• _Trecho do documento_:

┌────────

Qual a sua visão do Congresso depois desses primeiros meses de mandato?

Primeiro, teve um baque bem negativo. Pela própria natureza burocrática do Parlamento, as pessoas ficam muito tempo no plenário, discursando e discutindo coisas que não têm nada a ver com o projeto que está em debate, ainda mais no começo, quando as comissões temáticas ainda não estão funcionando. Nas primeiras semanas, só tinha gente discutindo acordo internacional, que é geralmente o que os deputados votam às quintas-feiras, porque não tem discussão, controvérsia nenhuma. Botam o dedo no terminal de votação e vão embora. Lembro que, nas primeiras semanas, a gente aprovou um compartilhamento de espaço aéreo com as Bahamas e tinha deputado do PT fazendo questão de ir na tribuna e falar como a democracia tinha ido para o brejo e o governo Bolsonaro estava destruindo tudo. Nem havia começado o governo Bolsonaro. Do outro lado, tinha o pessoal do PSL subindo na tribuna para falar que o Lula estava preso. É muito tempo, muito trabalho, muito desgaste, para pouca produtividade. Isso foi uma frustração grande, uma primeira decepção.

└────────

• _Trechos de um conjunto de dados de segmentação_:
┌────────

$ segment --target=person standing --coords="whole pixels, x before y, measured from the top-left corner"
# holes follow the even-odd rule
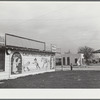
[[[70,69],[73,70],[73,64],[72,63],[70,64]]]

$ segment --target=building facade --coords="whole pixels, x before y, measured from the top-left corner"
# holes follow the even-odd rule
[[[82,66],[84,65],[83,54],[56,54],[56,65],[68,66],[70,64]]]
[[[0,80],[55,71],[55,53],[32,48],[0,47]]]

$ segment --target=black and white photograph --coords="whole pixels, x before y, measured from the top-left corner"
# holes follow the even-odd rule
[[[0,1],[0,89],[100,89],[100,2]]]

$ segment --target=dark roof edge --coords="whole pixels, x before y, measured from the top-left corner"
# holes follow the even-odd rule
[[[11,50],[20,50],[20,51],[30,51],[30,52],[38,52],[38,53],[49,53],[49,54],[55,54],[55,52],[45,51],[45,50],[39,50],[39,49],[33,49],[33,48],[25,48],[25,47],[16,47],[16,46],[6,46],[6,49]]]

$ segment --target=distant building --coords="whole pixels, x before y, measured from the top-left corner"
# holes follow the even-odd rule
[[[72,54],[71,52],[56,54],[56,65],[68,66],[71,63],[78,66],[84,65],[83,54]]]
[[[6,34],[0,37],[0,80],[55,71],[55,52],[45,42]]]
[[[100,50],[93,52],[94,57],[92,58],[92,63],[100,63]]]

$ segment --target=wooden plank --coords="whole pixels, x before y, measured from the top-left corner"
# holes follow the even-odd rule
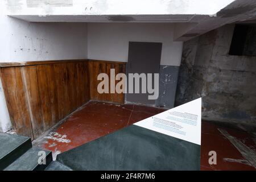
[[[89,85],[89,65],[88,62],[84,62],[83,63],[84,66],[84,94],[85,96],[85,100],[84,102],[84,104],[88,102],[90,100],[90,85]]]
[[[55,84],[57,88],[56,90],[57,97],[57,105],[59,113],[59,119],[60,120],[65,117],[64,113],[64,84],[63,81],[61,68],[60,64],[55,64],[53,65],[53,71],[55,72]]]
[[[52,108],[49,90],[50,86],[47,79],[47,74],[50,72],[51,66],[49,65],[36,65],[36,73],[38,80],[38,88],[41,101],[42,117],[44,122],[44,131],[53,126]]]
[[[96,61],[88,62],[90,77],[90,97],[92,100],[105,101],[123,104],[124,102],[124,94],[110,93],[110,69],[115,69],[115,75],[118,73],[125,73],[126,64],[113,61]],[[100,94],[97,91],[97,86],[101,81],[97,80],[98,75],[101,73],[106,73],[109,76],[109,93]],[[118,82],[115,81],[115,84]]]
[[[22,67],[20,68],[34,137],[36,138],[40,136],[44,132],[36,68],[35,66]]]
[[[33,139],[20,68],[1,68],[1,79],[13,126],[19,135]]]

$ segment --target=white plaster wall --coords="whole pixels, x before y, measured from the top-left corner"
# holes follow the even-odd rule
[[[174,24],[88,24],[88,59],[127,62],[129,42],[162,42],[161,65],[179,66],[183,43],[173,42]]]
[[[29,23],[8,16],[0,22],[5,27],[1,62],[87,57],[86,23]]]
[[[0,62],[87,58],[86,23],[29,23],[6,15],[0,2]],[[0,81],[0,131],[11,127]]]

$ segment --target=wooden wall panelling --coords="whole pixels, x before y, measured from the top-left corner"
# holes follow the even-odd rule
[[[48,80],[48,73],[51,72],[49,65],[36,65],[38,88],[41,100],[42,113],[44,123],[44,129],[47,130],[53,126],[53,122],[50,97],[50,85]]]
[[[110,69],[115,69],[115,75],[118,73],[125,73],[126,63],[114,61],[102,61],[90,60],[89,64],[89,72],[90,75],[90,90],[92,100],[106,101],[123,104],[124,102],[124,94],[110,93]],[[97,80],[98,75],[105,73],[109,75],[109,94],[100,94],[97,91],[97,86],[101,81]],[[115,81],[115,83],[118,81]]]
[[[25,94],[33,135],[34,138],[36,138],[40,136],[44,131],[36,68],[35,66],[22,67],[21,71],[23,75]]]
[[[125,73],[125,64],[65,60],[4,64],[1,76],[14,129],[33,139],[90,99],[123,103],[123,94],[97,92],[98,75],[110,76],[110,68]]]
[[[1,78],[14,129],[33,139],[33,134],[20,68],[1,68]]]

└────────

• _Problema_:
Segundo o trecho sobre o Congresso, que acordo foi aprovado nas primeiras semanas de mandato?

• _Resposta ao exercício_:
Um compartilhamento de espaço aéreo com as Bahamas.